## Texto proporcionado
Las cinco dificultades
para decir la verdad
Bertolt Brecht
1934
El que quiera luchar hoy contra la mentira y la ignorancia y escribir la verdad tendrá que
vencer por lo menos cinco dificultades. Tendrá que tener el valor de escribir la verdad aunque
se la desfigure por doquier; la inteligencia necesaria para descubrirla; el arte de hacerla
manejable como un arma; el discernimiento indispensable para difundirla.
Tales dificultades son enormes para los que escriben bajo el fascismo, pero también para los
exiliados y los expulsados, y para los que viven en las democracias burguesas.
I. El valor de escribir la verdad
Para mucha gente es evidente que el escritor debe escribir la verdad; es decir, no debe
rechazarla ni ocultarla, ni deformarla. No debe doblegarse ante los poderosos; no debe
engañar a los débiles. Pero es difícil resistir a los poderosos y muy provechoso engañar a los
débiles. Incurrir en la desgracia ante los poderosos equivale a la renuncia, y renunciar al
trabajo es renunciar al salario. Renunciar a la gloria de los poderosos significa
frecuentemente renunciar a la gloria en general. Para todo ello se necesita mucho valor.
Cuando impera la represión más feroz gusta hablar de cosas grandes y nobles. Es entonces
cuando se necesita valor para hablar de las cosas pequeñas y vulgares, como la alimentación
y la vivienda de los obreros. Por doquier aparece la consigna: «No hay pasión más noble que
el amor al sacrificio».
En lugar de entonar ditirambos sobre el campesino hay que hablar de máquinas y de abonos
que facilitarían el trabajo que se ensalza. Cuando se clama por todas las antenas que el
hombre inculto e ignorante es mejor que el hombre cultivado e instruido, hay que tener valor
para plantearse el interrogante: ¿Mejor para quién? Cuando se habla de razas perfectas y
razas imperfectas, el valor está en decir: ¿Es que el hambre, la ignorancia y la guerra no crean
taras?
También se necesita valor para decir la verdad sobre sí mismo cuando se es un vencido.
Muchos perseguidos pierden la facultad de reconocer sus errores, la persecución les parece la
injusticia suprema; los verdugos persiguen, luego son malos; las víctimas se consideran
perseguidas por su bondad. En realidad esa bondad ha sido vencida. Por consiguiente, era
una bondad débil e impropia, una bondad incierta, pues no es justo pensar que la bondad
implica la debilidad, como la lluvia la humedad. Decir que los buenos fueron vencidos no
porque eran buenos sino porque eran débiles requiere cierto valor.

## Datos proporcionados

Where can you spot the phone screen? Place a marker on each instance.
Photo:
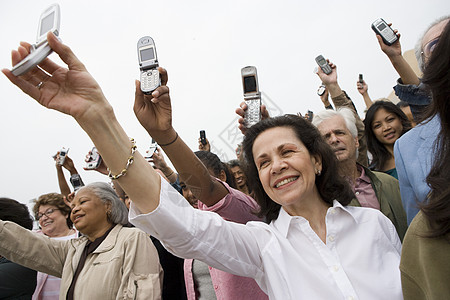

## Lo requerido
Enumera los grupos para los que, según el texto sobre las cinco dificultades para decir la verdad, esas dificultades resultan enormes. Los datos no intervienen en esto.

## Respuesta
- Los que escriben bajo el fascismo
- Los exiliados
- Los expulsados
- Los que viven en las democracias burguesas